> _Exercise task_:
Please gather every line in the listing below that contains the word "rhino" and copy each of those lines out.

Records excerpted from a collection
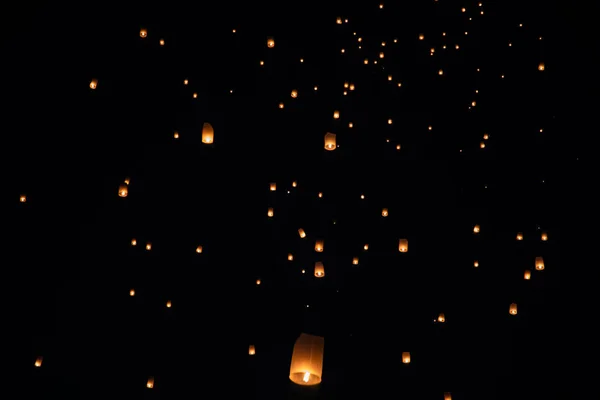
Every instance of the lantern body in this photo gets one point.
(539, 263)
(330, 142)
(208, 133)
(307, 360)
(319, 269)
(123, 190)
(319, 244)
(406, 357)
(403, 245)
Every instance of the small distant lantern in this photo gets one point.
(208, 133)
(307, 360)
(539, 263)
(403, 245)
(330, 142)
(519, 236)
(319, 244)
(123, 191)
(319, 269)
(406, 357)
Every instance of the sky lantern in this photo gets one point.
(306, 367)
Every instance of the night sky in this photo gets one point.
(461, 127)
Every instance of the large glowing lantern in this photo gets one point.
(208, 133)
(307, 360)
(123, 190)
(406, 357)
(403, 245)
(319, 244)
(319, 269)
(539, 263)
(330, 143)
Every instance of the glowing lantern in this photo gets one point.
(403, 245)
(539, 263)
(330, 142)
(307, 360)
(319, 246)
(406, 357)
(123, 190)
(319, 269)
(208, 133)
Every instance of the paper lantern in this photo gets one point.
(330, 142)
(208, 133)
(123, 190)
(403, 245)
(406, 357)
(319, 269)
(539, 263)
(319, 244)
(307, 360)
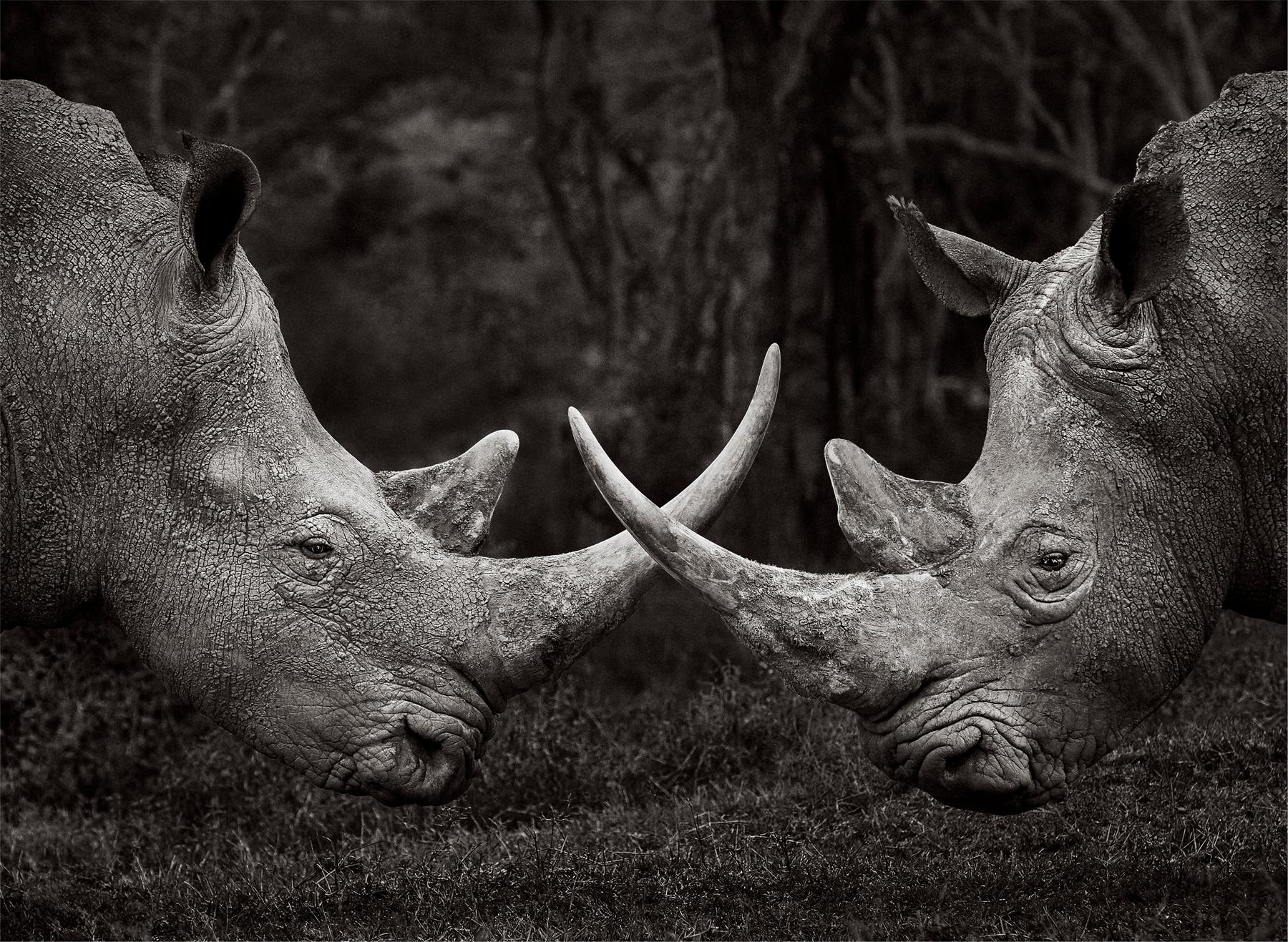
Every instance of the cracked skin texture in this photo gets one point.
(161, 465)
(1010, 629)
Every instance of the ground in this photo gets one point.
(715, 805)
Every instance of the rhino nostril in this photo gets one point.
(425, 748)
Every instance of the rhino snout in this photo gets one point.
(979, 767)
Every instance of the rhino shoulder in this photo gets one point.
(167, 172)
(1243, 125)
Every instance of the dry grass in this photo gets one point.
(721, 808)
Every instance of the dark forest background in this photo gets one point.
(477, 214)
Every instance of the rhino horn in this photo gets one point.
(547, 610)
(454, 501)
(847, 639)
(894, 524)
(966, 275)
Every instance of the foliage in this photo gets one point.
(733, 810)
(479, 214)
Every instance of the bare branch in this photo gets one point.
(970, 144)
(1133, 39)
(1196, 64)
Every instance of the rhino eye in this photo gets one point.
(1053, 561)
(316, 549)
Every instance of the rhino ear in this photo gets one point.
(218, 198)
(894, 524)
(1144, 237)
(967, 275)
(454, 501)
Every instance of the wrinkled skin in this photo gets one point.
(1011, 628)
(161, 465)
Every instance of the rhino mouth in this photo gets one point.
(977, 758)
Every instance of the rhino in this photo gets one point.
(161, 466)
(1008, 631)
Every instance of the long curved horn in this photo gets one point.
(547, 610)
(835, 637)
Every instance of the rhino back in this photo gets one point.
(1233, 320)
(1233, 156)
(77, 212)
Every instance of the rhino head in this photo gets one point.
(1008, 629)
(161, 462)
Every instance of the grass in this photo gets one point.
(708, 803)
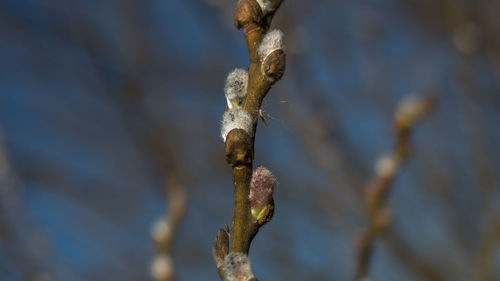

> _Answer in full_:
Every instance of the rhino nostril in this photo gets one point.
Every instance of the rhino snout in this photo gets one point.
Every instance of the rhino shoulder in this photo gets one point.
Every instance of the rhino horn in this photo gets one point.
Every instance of the rhino eye in this photo gets one point.
Every instance of the rhino ear in this photo gets one point.
Every instance of the rhino mouth in this photo gets one point.
Every instance of the rhino in this photo gets one point.
Every instance of the rhino back in this photo gets one point.
Every instance of the rhino head in this photo gets one point.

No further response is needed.